Free-text object descriptions:

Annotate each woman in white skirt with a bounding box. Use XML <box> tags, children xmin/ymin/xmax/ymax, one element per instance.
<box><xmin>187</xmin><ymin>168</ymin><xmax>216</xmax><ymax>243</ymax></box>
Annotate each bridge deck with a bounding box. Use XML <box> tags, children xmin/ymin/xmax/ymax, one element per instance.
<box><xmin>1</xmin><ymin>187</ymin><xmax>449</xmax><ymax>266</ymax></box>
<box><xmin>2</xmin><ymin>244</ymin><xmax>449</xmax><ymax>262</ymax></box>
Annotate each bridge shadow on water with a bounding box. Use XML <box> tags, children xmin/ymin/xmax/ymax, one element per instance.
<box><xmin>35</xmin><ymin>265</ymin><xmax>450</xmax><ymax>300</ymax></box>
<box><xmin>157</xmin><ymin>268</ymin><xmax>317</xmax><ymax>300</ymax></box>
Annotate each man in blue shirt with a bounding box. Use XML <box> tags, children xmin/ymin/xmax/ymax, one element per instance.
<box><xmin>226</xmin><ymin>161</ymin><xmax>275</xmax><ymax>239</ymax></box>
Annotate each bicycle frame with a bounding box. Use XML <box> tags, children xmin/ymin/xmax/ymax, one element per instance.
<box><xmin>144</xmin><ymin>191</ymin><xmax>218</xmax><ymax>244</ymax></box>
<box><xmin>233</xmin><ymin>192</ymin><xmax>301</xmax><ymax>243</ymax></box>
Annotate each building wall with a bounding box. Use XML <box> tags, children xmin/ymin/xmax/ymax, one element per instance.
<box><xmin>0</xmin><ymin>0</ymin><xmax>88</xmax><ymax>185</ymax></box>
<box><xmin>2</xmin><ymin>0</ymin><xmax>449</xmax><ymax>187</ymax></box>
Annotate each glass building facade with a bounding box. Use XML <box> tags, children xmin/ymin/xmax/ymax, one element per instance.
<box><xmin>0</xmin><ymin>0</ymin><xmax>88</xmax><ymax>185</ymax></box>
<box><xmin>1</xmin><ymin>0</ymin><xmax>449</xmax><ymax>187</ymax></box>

EXERCISE: Return each line of the data above verbatim.

SOLUTION:
Annotate each woman in white skirt with a bounding box. Use XML <box> tags, children xmin/ymin/xmax/ymax, one element per instance.
<box><xmin>187</xmin><ymin>168</ymin><xmax>216</xmax><ymax>243</ymax></box>
Annotate each bridge deck with a bounding box. Use XML <box> tags, children xmin/ymin/xmax/ymax, one element per instance.
<box><xmin>1</xmin><ymin>187</ymin><xmax>449</xmax><ymax>266</ymax></box>
<box><xmin>2</xmin><ymin>244</ymin><xmax>449</xmax><ymax>262</ymax></box>
Annotate each bridge shadow on water with a bounding box. Use XML <box> tags, children xmin/ymin/xmax/ymax, one element per instance.
<box><xmin>35</xmin><ymin>265</ymin><xmax>450</xmax><ymax>300</ymax></box>
<box><xmin>157</xmin><ymin>268</ymin><xmax>317</xmax><ymax>300</ymax></box>
Annotate each man in blue shirt with a bounding box. Use XML <box> tags, children xmin/ymin/xmax/ymax, one element per instance.
<box><xmin>226</xmin><ymin>161</ymin><xmax>275</xmax><ymax>239</ymax></box>
Annotate each bicycle frame with a bounding box. Use XML <box> tags, children xmin/ymin/xmax/ymax, one element per instance.
<box><xmin>144</xmin><ymin>191</ymin><xmax>218</xmax><ymax>244</ymax></box>
<box><xmin>233</xmin><ymin>192</ymin><xmax>301</xmax><ymax>243</ymax></box>
Annotate each building wall with a bounding box. Use XML <box> tags, children xmin/ymin/xmax/ymax, one element per instance.
<box><xmin>0</xmin><ymin>0</ymin><xmax>88</xmax><ymax>185</ymax></box>
<box><xmin>2</xmin><ymin>0</ymin><xmax>449</xmax><ymax>187</ymax></box>
Annotate each glass building facade with a bounding box. Use XML <box> tags, children xmin/ymin/xmax/ymax, one element per instance.
<box><xmin>0</xmin><ymin>0</ymin><xmax>88</xmax><ymax>185</ymax></box>
<box><xmin>1</xmin><ymin>0</ymin><xmax>449</xmax><ymax>187</ymax></box>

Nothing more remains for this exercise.